Taakeisen:
(a) Geef alle vermeldingen voor locatiebepaling ongewijzigd terug.
(b) Hervat het paginafragment over de omzetting van voorwaardelijke gevangenisstraffen in taakstraffen en schrijf verder na de laatste regel die er staat.

Paginafragment:
ECLI:NL:PHR:2020:415

Parket bij de Hoge Raad

Datum uitspraak
10 maart 2020
Publicatiedatum
23 april 2020
Zaaknummer
18/01999
Instantie
Parket bij de Hoge Raad
Type
Conclusie
Rechtsgebied
Strafrecht
Vindplaatsen
  • Rechtspraak.nl
AI samenvatting door LexboostAutomatisch gegenereerd

Omzetting van voorwaardelijk opgelegde gevangenisstraffen in taakstraffen en de toepassing van artikel 22b Sr

In deze zaak gaat het om de vraag of de Hoge Raad de omzetting van vijf voorwaardelijk opgelegde gevangenisstraffen in taakstraffen kan toestaan, gezien de recente wijzigingen in de wetgeving. De verdachte, geboren in 1989, heeft meerdere veroordelingen voor diefstal en andere misdrijven. De zaak is behandeld op 10 maart 2020, waarbij de Procureur-Generaal bij de Hoge Raad de conclusie heeft getrokken dat de wijziging van artikel 14g Sr, die per 1 januari 2020 in werking is getreden, invloed heeft op de mogelijkheid om taakstraffen op te leggen in plaats van gevangenisstraffen. De Hoge Raad oordeelt dat er geen overgangsrecht is en dat de wijziging onmiddellijke werking heeft. De verdachte heeft in het verleden al meerdere kansen gekregen, maar heeft zich niet aan de voorwaarden gehouden. Het hof heeft daarom besloten om in plaats van de tenuitvoerlegging van de voorwaardelijk opgelegde gevangenisstraffen een aantal taakstraffen op te leggen. De Hoge Raad concludeert dat het oordeel van het hof niet onjuist is en dat de tenuitvoerlegging van de voorwaardelijk opgelegde straffen een onvermijdelijke consequentie is van het opnieuw plegen van strafbare feiten. De conclusie van de Procureur-Generaal strekt tot vernietiging van de bestreden uitspraak, maar uitsluitend wat betreft de duur van de opgelegde gevangenisstraf, en voor het overige tot verwerping van het beroep.

Conclusie

PROCUREUR-GENERAAL

BIJ DE

HOGE RAAD DER NEDERLANDEN

Nummer18/01999
Zitting10 maart 2020

CONCLUSIE

A.E. Harteveld
In de zaak
[verdachte],
geboren te [geboorteplaats] op [geboortedatum] 1989,
hierna: de verdachte.

Vermeldingen voor locatiebepaling
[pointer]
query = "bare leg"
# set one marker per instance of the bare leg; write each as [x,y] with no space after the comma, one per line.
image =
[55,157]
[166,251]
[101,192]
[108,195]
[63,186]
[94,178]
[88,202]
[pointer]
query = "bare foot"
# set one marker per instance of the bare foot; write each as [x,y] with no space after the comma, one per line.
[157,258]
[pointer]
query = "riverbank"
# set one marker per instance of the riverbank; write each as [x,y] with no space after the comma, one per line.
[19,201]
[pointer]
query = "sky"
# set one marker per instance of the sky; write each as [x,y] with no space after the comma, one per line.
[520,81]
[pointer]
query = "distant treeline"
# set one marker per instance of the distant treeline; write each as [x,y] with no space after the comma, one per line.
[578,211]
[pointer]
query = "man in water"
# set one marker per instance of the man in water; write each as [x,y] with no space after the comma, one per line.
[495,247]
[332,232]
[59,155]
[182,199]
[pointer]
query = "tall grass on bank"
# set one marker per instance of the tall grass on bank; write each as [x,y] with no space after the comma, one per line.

Antwoorden per taak:
(a)
[pointer]
query = "bare leg"
# set one marker per instance of the bare leg; write each as [x,y] with no space after the comma, one per line.
image =
[55,157]
[166,251]
[101,192]
[108,195]
[63,186]
[94,178]
[88,202]
[pointer]
query = "bare foot"
# set one marker per instance of the bare foot; write each as [x,y] with no space after the comma, one per line.
[157,258]
[pointer]
query = "riverbank"
# set one marker per instance of the riverbank; write each as [x,y] with no space after the comma, one per line.
[19,201]
[pointer]
query = "sky"
# set one marker per instance of the sky; write each as [x,y] with no space after the comma, one per line.
[520,81]
[pointer]
query = "distant treeline"
# set one marker per instance of the distant treeline; write each as [x,y] with no space after the comma, one per line.
[578,211]
[pointer]
query = "man in water"
# set one marker per instance of the man in water; write each as [x,y] with no space after the comma, one per line.
[495,247]
[332,232]
[59,155]
[182,199]
[pointer]
query = "tall grass on bank"
# set one marker per instance of the tall grass on bank; write each as [x,y] with no space after the comma, one per line.

(b)
De verdachte is bij arrest van 8 november 2017 door het gerechtshof Den Haag wegens het onder 1. en 2. bewezen verklaarde, opleverende “diefstal door twee of meer verenigde personen, waarbij de schuldige zich de toegang tot de plaats van het misdrijf heeft verschaft door middel van braak, meermalen gepleegd”, veroordeeld tot een gevangenisstraf voor de duur van 104 dagen, waarvan zestig dagen voorwaardelijk met een proeftijd van twee jaren en onder voorwaarden zoals in het arrest omschreven, met aftrek als bedoeld in art. 27(a) Sr. Voorts heeft het hof de tenuitvoerlegging gelast van vijf voorwaardelijk opgelegde gevangenisstraffen voor de duur van negentig dagen (parketnummer 10-069064-14), twee weken (parketnummer 10-037884-15), 29 dagen (parketnummer 16-196278-15), één week (parketnummer 10-232043-15) en vier weken (parketnummer 16-103545-16) en de eerste drie vervangen door taakstraffen voor de duur van respectievelijk 180 uren, 28 uren en 58 uren.
Het cassatieberoep is ingesteld namens de verdachte en mr. E. Tamas, advocaat te 's‑Gravenhage, heeft één middel van cassatie voorgesteld.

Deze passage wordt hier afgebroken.